**Work to be completed**
Could you reproduce the data below with every "BBoxGrounder v2" replaced by "BBoxGrounder v3", changing nothing else and leaving the pictures out of your answer?

>> Begin Material shown

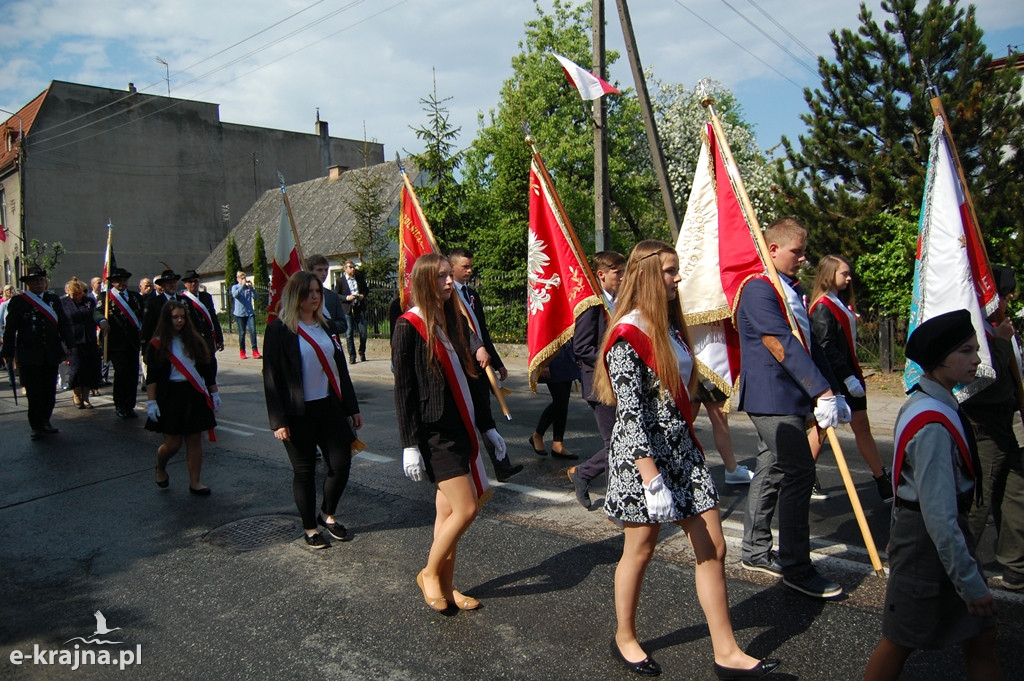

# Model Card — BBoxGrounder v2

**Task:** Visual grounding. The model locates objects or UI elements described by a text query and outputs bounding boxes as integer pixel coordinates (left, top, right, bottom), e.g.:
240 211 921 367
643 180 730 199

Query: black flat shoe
715 657 782 679
611 639 663 676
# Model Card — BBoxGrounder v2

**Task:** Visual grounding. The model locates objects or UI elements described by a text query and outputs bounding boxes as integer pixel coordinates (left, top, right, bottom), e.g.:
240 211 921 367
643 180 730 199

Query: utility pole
615 0 679 241
593 0 611 253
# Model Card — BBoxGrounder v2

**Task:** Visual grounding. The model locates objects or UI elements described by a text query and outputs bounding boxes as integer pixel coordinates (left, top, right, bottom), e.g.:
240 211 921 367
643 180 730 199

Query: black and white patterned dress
604 333 718 524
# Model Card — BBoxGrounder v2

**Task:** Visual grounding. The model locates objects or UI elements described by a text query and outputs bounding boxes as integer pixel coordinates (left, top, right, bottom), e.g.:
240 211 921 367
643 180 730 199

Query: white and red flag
266 186 302 324
551 52 622 100
676 123 764 403
526 152 603 392
903 116 997 401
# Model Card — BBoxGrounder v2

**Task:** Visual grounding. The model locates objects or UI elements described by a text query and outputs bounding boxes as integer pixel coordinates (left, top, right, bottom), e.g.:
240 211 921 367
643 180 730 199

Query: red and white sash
893 396 977 493
181 291 213 331
150 338 217 442
811 296 864 383
400 307 490 504
602 313 703 454
108 289 142 331
295 325 345 401
22 291 57 327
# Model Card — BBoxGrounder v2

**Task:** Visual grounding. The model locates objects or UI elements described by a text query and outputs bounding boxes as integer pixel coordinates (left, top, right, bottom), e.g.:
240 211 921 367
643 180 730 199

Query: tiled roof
0 88 50 172
197 161 419 278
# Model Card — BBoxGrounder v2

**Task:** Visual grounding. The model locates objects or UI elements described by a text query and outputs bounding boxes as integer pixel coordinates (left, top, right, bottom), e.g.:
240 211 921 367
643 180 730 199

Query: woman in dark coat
60 276 106 409
263 270 362 549
145 300 220 497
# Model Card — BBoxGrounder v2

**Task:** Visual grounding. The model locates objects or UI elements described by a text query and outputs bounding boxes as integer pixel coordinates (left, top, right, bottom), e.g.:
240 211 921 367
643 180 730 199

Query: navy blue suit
736 274 839 579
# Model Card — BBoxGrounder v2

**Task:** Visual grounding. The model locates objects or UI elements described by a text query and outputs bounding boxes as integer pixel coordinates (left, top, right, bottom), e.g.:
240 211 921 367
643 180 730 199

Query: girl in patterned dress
595 240 779 678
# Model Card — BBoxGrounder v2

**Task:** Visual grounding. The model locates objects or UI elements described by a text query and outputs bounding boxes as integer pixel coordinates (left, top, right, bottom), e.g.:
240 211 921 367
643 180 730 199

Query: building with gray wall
0 81 384 288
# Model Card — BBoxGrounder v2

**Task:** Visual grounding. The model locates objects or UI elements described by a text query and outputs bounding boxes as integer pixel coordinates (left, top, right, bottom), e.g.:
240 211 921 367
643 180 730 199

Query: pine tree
775 0 1024 307
253 229 270 292
224 235 242 291
409 73 468 253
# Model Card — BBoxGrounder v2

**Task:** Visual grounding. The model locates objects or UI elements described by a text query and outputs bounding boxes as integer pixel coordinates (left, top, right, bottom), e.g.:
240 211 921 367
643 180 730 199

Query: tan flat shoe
452 589 480 610
416 570 447 612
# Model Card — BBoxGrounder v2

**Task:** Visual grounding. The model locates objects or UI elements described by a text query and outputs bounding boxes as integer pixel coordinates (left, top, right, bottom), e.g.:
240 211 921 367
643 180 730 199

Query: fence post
879 316 893 374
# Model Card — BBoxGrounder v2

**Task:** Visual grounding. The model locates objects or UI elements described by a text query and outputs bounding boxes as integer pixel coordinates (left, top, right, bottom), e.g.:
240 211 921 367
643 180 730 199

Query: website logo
10 610 142 671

>> End Material shown

**Exercise result**
# Model Card — BBoxGrounder v3

**Task:** Visual grounding. The model locates objects or UI elements described by a text query and outputs bounding boxes as integer pixel coordinates (left, top, right, bottom), e.g.:
240 211 921 367
643 180 730 199

Query: black flat shoe
715 657 782 679
611 639 663 676
# Model Card — BBoxGrounder v3

**Task:** Visual grounding. The model locates objects or UI elements described by a text query and outputs bounding boxes as integer pixel coordinates (left, top, right, bottom), e.g.:
240 211 921 367
643 180 730 199

Query: utility pole
615 0 679 241
593 0 611 253
# Model Card — BBoxGrounder v3

**Task:** Visual grounding. The model locates objects or UI elements described by a text query and outputs bounding boxes as integer pixel coordinates (left, top, right, bottom), e.g.:
240 211 921 367
643 180 730 199

Query: black and white patterned dress
604 333 718 524
# Model Card — BBoxGrounder v3

**Task:** Visual grounding. The model locates objects or UI elements described by a text query and outputs bounding boxes as integer pixel coordinates (left, top, right, bottom), e.g.:
240 211 921 367
643 180 730 199

Query: white and red flag
266 186 302 324
551 52 622 100
676 123 764 403
526 152 603 392
903 116 997 401
# Model Card — BBoxGrounder v3

**Task:** Visual grounding. The model locates objects or UI elements described by a text query and outputs bounding boxes as integer pixel coordinates (left, top, right, bottom), e.g.:
240 211 921 367
643 180 730 199

Query: red and white sash
893 396 977 493
181 291 213 331
150 338 217 442
811 296 864 383
400 307 490 504
602 313 703 454
108 289 142 331
295 325 345 401
22 291 57 327
# Model Card — BBoxGrounder v3

**Task:** Visual grounding. The model locates objects or UI elements described by a text query and outputs bounding boxes as integer pixel coordinates (left, top, right, bottom), e.g.:
240 211 921 367
643 180 730 199

Query: tiled roof
0 88 50 172
197 161 419 278
# Model Card — BBoxGrounder v3

**Task:** Visual grounding. The model locates objects or UI elements described by a text query and outputs bounding boxes as integer pixel coordinates (left, top, right, bottom), e.g.:
240 211 921 367
643 180 730 199

Query: woman in dark coat
60 276 106 409
263 270 362 549
145 300 220 497
# Model Card — BBoxGrounder v3

**Task:** Visual grounding. The model locates objects or UI elements described by a text query and outputs bounding boxes as integer pixel coordinates (left, top, right, bottom), e.g.:
240 211 921 367
643 180 730 199

Query: navy blue suit
736 274 839 579
# Model Card — BBoxGrounder v3

**Task:** Visual grounding. The model locates objects or UI elements described by a text query and outputs bounding boxes as integer pixel coordinates (left, top, right, bottom), e.g.:
240 211 921 367
643 180 730 199

Query: girl in patterned dress
595 240 779 678
# Model Card — BBoxGrounder v3

**Task:** Visual grounding. The model locates objects or UI elements described by a text query and outputs bounding boxes as integer pixel coordinates (left, top, right, bottom), e.g.:
240 211 921 367
643 180 730 199

Query: building with gray wall
0 81 384 288
# Model Card — BBoxGrounder v3

**Task:** Visual grounding. The model locates objects or UI elements described by a text query and outputs bounding boxes as integer pixel coordinates (left, top, right, bottom), e.g.:
240 211 921 367
643 180 730 199

Query: pine tree
775 0 1024 307
253 229 270 292
224 235 242 291
409 73 468 253
# Model Card — BBoxGrounder v3

**Task:** Visual grounding. The model locates objects or UI elements described by a text query and outputs bounding boxes as integer pixel coordinates (left, top, right, bottom), e.g.:
240 211 921 367
643 180 730 199

Query: tan flat shoe
452 589 480 610
416 570 447 612
# Model Card — BBoxGrounder v3

**Task:** Visual grounding. The model locates objects or UI elements described by a text query and outputs bounding boxes as integer pixel coordinates (left, top, right, bottom), e.g.:
240 211 921 367
643 180 730 199

Query: fence post
879 316 893 374
# Model Card — BBoxGrounder v3

**Task:** Visual grounding. The model locates objects or UI elements described by a text query and outputs bounding boxes as integer pixel coordinates (left, top, right, bottom), e.g.:
240 211 921 367
643 180 730 199

Query: website logo
10 610 142 671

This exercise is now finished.